* **Problem requirements**
Please give these rows again, swapping "pointer" for "locator" everywhere it occurs and leaving everything else unchanged.

* **Records for processing**
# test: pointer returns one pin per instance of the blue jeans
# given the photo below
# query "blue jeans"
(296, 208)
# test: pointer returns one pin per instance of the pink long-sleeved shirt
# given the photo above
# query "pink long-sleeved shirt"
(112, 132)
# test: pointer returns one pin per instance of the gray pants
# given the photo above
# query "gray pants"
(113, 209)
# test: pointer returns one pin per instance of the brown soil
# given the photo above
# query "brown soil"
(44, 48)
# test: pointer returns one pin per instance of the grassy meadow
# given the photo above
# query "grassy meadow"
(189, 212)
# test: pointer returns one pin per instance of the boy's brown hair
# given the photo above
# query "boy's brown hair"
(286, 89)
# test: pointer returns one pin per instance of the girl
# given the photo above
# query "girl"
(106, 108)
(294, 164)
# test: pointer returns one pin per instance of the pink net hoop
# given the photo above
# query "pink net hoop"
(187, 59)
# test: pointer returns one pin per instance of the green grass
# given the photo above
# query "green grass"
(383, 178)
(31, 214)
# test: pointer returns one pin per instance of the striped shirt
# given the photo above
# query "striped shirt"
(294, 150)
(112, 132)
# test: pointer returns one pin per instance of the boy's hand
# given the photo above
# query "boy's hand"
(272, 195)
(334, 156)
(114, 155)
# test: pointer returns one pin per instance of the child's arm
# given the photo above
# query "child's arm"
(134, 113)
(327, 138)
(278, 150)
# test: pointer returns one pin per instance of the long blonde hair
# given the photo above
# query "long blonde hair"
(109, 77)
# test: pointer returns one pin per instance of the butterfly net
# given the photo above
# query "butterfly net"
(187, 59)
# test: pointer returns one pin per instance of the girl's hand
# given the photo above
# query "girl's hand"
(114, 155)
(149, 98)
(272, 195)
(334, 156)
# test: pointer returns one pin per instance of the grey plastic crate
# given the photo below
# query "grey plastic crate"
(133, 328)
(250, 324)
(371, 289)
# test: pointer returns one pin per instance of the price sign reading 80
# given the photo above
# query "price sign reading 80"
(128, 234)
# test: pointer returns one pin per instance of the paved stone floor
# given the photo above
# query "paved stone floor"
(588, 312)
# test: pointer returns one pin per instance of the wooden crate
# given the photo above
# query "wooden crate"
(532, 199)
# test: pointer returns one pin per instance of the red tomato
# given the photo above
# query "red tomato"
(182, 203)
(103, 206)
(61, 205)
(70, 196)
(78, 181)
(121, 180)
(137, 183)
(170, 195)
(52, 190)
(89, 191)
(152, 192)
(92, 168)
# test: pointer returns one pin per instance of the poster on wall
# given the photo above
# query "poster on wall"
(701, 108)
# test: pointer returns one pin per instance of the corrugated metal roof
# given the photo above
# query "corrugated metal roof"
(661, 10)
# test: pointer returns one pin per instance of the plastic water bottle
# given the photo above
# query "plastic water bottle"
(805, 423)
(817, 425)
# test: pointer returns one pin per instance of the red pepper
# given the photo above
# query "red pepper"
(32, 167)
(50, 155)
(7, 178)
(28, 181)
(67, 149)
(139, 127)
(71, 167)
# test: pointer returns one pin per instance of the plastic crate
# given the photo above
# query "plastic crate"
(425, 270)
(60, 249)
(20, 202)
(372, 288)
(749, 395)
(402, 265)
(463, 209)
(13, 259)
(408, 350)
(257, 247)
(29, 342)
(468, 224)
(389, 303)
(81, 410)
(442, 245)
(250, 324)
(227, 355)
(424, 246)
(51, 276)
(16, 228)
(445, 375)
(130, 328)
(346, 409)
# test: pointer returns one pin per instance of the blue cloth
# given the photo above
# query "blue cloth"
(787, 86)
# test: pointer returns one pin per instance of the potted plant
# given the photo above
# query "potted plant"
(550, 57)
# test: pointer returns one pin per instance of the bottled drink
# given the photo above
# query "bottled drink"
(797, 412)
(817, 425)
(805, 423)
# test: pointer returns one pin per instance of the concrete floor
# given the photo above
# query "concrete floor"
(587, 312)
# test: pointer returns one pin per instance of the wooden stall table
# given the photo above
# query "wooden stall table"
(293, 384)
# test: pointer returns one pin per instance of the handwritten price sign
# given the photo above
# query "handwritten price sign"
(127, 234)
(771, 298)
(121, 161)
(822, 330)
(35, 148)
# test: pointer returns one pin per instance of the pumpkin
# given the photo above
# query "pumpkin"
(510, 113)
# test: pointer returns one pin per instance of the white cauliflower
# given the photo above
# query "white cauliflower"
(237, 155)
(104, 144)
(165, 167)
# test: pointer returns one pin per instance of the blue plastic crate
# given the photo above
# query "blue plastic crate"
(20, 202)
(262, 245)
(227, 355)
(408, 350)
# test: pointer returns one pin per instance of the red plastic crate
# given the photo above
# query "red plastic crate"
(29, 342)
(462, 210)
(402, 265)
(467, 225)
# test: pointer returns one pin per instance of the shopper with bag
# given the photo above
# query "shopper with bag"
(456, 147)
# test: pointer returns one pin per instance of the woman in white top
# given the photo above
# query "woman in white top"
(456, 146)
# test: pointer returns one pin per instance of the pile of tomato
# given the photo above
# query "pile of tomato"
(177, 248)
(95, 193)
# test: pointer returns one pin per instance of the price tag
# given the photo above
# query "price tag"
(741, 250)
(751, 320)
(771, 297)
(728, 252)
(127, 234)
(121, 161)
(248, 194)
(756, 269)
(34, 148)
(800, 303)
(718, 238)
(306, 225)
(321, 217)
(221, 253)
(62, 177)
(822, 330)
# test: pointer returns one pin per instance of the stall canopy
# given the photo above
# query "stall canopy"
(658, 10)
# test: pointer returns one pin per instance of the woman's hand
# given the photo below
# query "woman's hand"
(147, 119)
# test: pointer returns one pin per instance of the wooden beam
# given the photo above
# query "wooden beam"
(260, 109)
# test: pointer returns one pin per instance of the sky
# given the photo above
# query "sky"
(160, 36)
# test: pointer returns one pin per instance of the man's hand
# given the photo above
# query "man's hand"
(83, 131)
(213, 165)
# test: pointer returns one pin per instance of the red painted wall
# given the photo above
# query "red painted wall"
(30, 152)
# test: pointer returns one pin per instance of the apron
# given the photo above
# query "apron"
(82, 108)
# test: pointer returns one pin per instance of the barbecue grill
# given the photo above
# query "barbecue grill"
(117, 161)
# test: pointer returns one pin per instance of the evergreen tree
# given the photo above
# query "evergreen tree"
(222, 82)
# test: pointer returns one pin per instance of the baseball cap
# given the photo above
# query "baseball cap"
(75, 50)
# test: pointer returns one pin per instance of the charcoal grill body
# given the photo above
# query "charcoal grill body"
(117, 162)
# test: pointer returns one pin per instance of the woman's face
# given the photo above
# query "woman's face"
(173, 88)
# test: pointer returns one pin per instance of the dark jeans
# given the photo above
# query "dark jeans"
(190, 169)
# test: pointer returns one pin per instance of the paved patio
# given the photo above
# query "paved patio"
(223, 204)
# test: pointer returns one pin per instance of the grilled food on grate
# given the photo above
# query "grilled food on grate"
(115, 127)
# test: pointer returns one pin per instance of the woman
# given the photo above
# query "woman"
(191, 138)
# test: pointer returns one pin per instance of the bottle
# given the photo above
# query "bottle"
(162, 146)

* **Solution below**
# test: locator returns one pin per instance of the blue jeans
# given the photo below
# query "blue jeans"
(296, 208)
# test: locator returns one pin per instance of the pink long-sleeved shirt
# given the photo above
# query "pink long-sleeved shirt"
(112, 132)
# test: locator returns one pin per instance of the gray pants
# given the photo above
# query "gray pants"
(113, 209)
# test: locator returns one pin per instance of the brown soil
# given the photo above
# query "brown soil"
(44, 48)
# test: locator returns one pin per instance of the grassy meadow
# given the photo above
# query "grassy meadow"
(189, 212)
# test: locator returns one pin per instance of the boy's brown hair
# given the photo above
# query "boy's brown hair"
(286, 89)
# test: locator returns one pin per instance of the girl
# given the photo above
# query "girl"
(106, 108)
(294, 164)
# test: locator returns one pin per instance of the pink net hoop
# given the photo above
# query "pink net hoop"
(187, 59)
# test: locator returns one pin per instance of the green grass
# given the photo above
# query "green grass"
(383, 178)
(31, 214)
# test: locator returns one pin per instance of the striped shirt
# given the photo above
# query "striped shirt"
(294, 150)
(112, 132)
# test: locator returns one pin per instance of the boy's hand
# given the photo above
# query "boy's hand"
(272, 195)
(334, 156)
(114, 155)
# test: locator returns one pin per instance of the child's arm
# given the photo above
# query "child's arm"
(134, 113)
(327, 138)
(278, 150)
# test: locator returns one pin per instance of the long blonde hair
# given the photo above
# query "long blonde hair"
(109, 77)
# test: locator returns one pin per instance of the butterfly net
# given the photo above
# query "butterfly net"
(187, 59)
# test: locator returns one pin per instance of the girl's hand
# given the photo above
# query "girl's hand"
(114, 155)
(149, 98)
(272, 195)
(334, 156)
# test: locator returns one pin per instance of the grey plastic crate
# given the photo below
# query "grey plastic crate"
(133, 328)
(250, 324)
(371, 289)
# test: locator returns one pin per instance of the price sign reading 80
# given the photo above
# query "price sign reading 80"
(128, 234)
# test: locator returns one pin per instance of the paved stone floor
# given the photo above
# query "paved stone floor"
(588, 312)
# test: locator returns one pin per instance of the wooden crate
# given the photo above
# query "wooden crate"
(532, 199)
# test: locator returns one pin per instance of the red tomato
# given the photo above
# query "red tomato"
(182, 203)
(103, 206)
(61, 205)
(70, 196)
(78, 181)
(121, 180)
(137, 183)
(170, 195)
(52, 190)
(89, 191)
(152, 192)
(92, 168)
# test: locator returns one pin per instance of the poster on wall
# given the photo above
# query "poster on wall"
(701, 108)
# test: locator returns one pin per instance of the corrugated metal roof
# given the photo above
# query "corrugated metal roof"
(661, 10)
# test: locator returns one pin per instance of the plastic water bottle
# given the photo above
# query "plastic water bottle"
(805, 423)
(817, 425)
# test: locator returns one pin per instance of the red pepper
# given the photo above
# query "red pepper"
(32, 167)
(50, 155)
(7, 178)
(28, 181)
(67, 149)
(139, 127)
(71, 167)
# test: locator returns one pin per instance of the plastic crate
# given the photo above
# query "plastic crate"
(425, 270)
(60, 249)
(20, 202)
(372, 288)
(749, 395)
(402, 265)
(463, 209)
(13, 259)
(408, 350)
(257, 247)
(29, 342)
(468, 224)
(389, 303)
(81, 410)
(442, 245)
(250, 324)
(227, 355)
(424, 246)
(51, 276)
(16, 228)
(445, 375)
(130, 328)
(346, 409)
# test: locator returns one pin per instance of the blue cloth
# given the photo above
# query "blue cloth"
(787, 86)
# test: locator returns one pin per instance of the potted plant
# given the photo above
# query "potted plant"
(550, 57)
# test: locator returns one pin per instance of the bottled drink
# given the photo above
# query "bottled drink"
(797, 412)
(817, 425)
(805, 423)
# test: locator returns one pin per instance of the concrete floor
# given the photo above
# query "concrete floor"
(587, 312)
# test: locator returns one pin per instance of the wooden stall table
# given the photo above
# query "wooden stall table"
(293, 384)
# test: locator returns one pin per instance of the handwritten price sign
# given the photo above
# query "handwritten price sign"
(127, 234)
(771, 298)
(121, 161)
(822, 330)
(35, 148)
# test: locator returns one pin per instance of the pumpkin
# given the photo above
# query "pumpkin"
(510, 113)
# test: locator returns one pin per instance of the white cauliflower
# given the photo above
# query "white cauliflower"
(237, 155)
(104, 144)
(165, 167)
# test: locator returns one pin per instance of the blue plastic crate
# given the photo above
# query "blue plastic crate"
(20, 202)
(262, 245)
(227, 355)
(408, 350)
# test: locator returns one pin per instance of the red plastic crate
# given the photo above
# query "red plastic crate"
(29, 342)
(462, 210)
(402, 265)
(467, 225)
# test: locator returns one pin per instance of the shopper with bag
# given the photo above
# query "shopper with bag"
(456, 147)
# test: locator returns one pin per instance of the woman in white top
# given the photo above
# query "woman in white top"
(456, 146)
# test: locator returns one pin per instance of the pile of tomato
# given the photo above
# query "pile of tomato"
(177, 248)
(95, 193)
# test: locator returns one pin per instance of the price tag
# given the photo above
# query "price tag"
(741, 250)
(751, 320)
(771, 297)
(728, 252)
(127, 234)
(121, 161)
(248, 194)
(756, 269)
(34, 148)
(800, 303)
(718, 238)
(306, 225)
(321, 217)
(221, 253)
(62, 177)
(822, 330)
# test: locator returns one pin per instance of the stall canopy
# given the photo above
# query "stall canopy"
(658, 10)
# test: locator returns one pin per instance of the woman's hand
# given the photo below
# query "woman's hand"
(147, 119)
# test: locator returns one pin per instance of the wooden beam
# given the photo above
# query "wooden beam"
(260, 109)
# test: locator returns one pin per instance of the sky
# given the photo above
# query "sky"
(160, 36)
# test: locator returns one pin per instance of the man's hand
# given the photo above
# query "man's hand"
(83, 131)
(213, 165)
# test: locator returns one pin per instance of the red painted wall
# given the photo above
# query "red painted wall"
(30, 152)
# test: locator returns one pin per instance of the apron
# given the photo above
# query "apron"
(82, 108)
# test: locator returns one pin per instance of the barbecue grill
# given the photo above
# query "barbecue grill"
(117, 161)
# test: locator returns one pin per instance of the evergreen tree
# given the photo above
# query "evergreen tree"
(222, 82)
# test: locator returns one pin per instance of the baseball cap
# given the photo above
# query "baseball cap"
(75, 50)
# test: locator returns one pin per instance of the charcoal grill body
# given the photo above
# query "charcoal grill body"
(117, 162)
# test: locator returns one pin per instance of the woman's face
# given the photo above
# query "woman's face"
(173, 88)
# test: locator returns one pin per instance of the dark jeans
# given the photo above
# query "dark jeans"
(190, 169)
# test: locator returns one pin per instance of the paved patio
# given the photo above
# query "paved patio"
(223, 204)
# test: locator returns one pin per instance of the grilled food on grate
# given the photo above
# query "grilled food on grate"
(115, 127)
# test: locator returns one pin per instance of the woman
# given the photo above
# query "woman"
(191, 138)
# test: locator returns one pin per instance of the bottle
# given the photo above
# query "bottle"
(162, 146)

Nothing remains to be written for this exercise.